_CONSIGNES_
a) Dites si chaque affirmation concorde avec l'extrait, en répondant par oui ou non et en citant à l'identique les mots de l'extrait qui tranchent : (i) le marxisme a souvent été accusé de nier la liberté de l'homme ; (ii) selon la citation d'Engels, c'est par le travail que l'homme peut sortir de l'état purement animal ; (iii) l'histoire y est présentée comme un processus imposé à l'homme de l'extérieur.
b) Recopiez fidèlement le passage de l'extrait qui va de « Le règne de » jusqu'à « de Michel Vadée. ».

La revue du projet

La revue du projet
Accueil
 
 
 
 

Le domaine de la nécessité

Le règne de la liberté*

 

On a souvent accusé le marxisme d’être un déterminisme brutal, qui ferait des idées, des actions, un simple reflet de la base économique et sociale, bref qui nierait la liberté de l’homme. Voici, à l’encontre de ces affirmations, des extraits de Marx penseur du possible de Michel Vadée.

 

L’histoire est, au sens strict, le processus de création de l’homme par lui-même. Engels le fait bien ressortir [...] : « L’homme est le seul animal qui puisse sortir par le travail de l’état purement animal ; son état normal est celui qui correspond à la conscience et qu’il doit lui-même créer. »

_MATÉRIEL FOURNI_
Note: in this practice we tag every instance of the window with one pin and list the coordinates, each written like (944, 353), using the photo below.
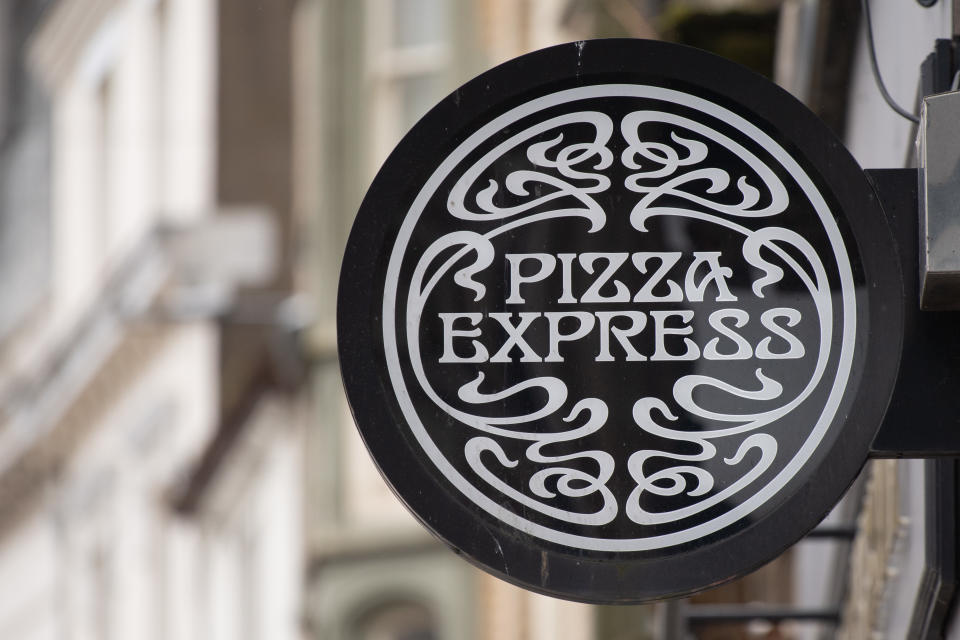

_RÉPONSES_
a)
(i) Oui : « qui nierait la liberté de l’homme ».
(ii) Oui : « L’homme est le seul animal qui puisse sortir par le travail de l’état purement animal ».
(iii) Non : « le processus de création de l’homme par lui-même ».

b)
Le règne de la liberté*

 

On a souvent accusé le marxisme d’être un déterminisme brutal, qui ferait des idées, des actions, un simple reflet de la base économique et sociale, bref qui nierait la liberté de l’homme. Voici, à l’encontre de ces affirmations, des extraits de Marx penseur du possible de Michel Vadée.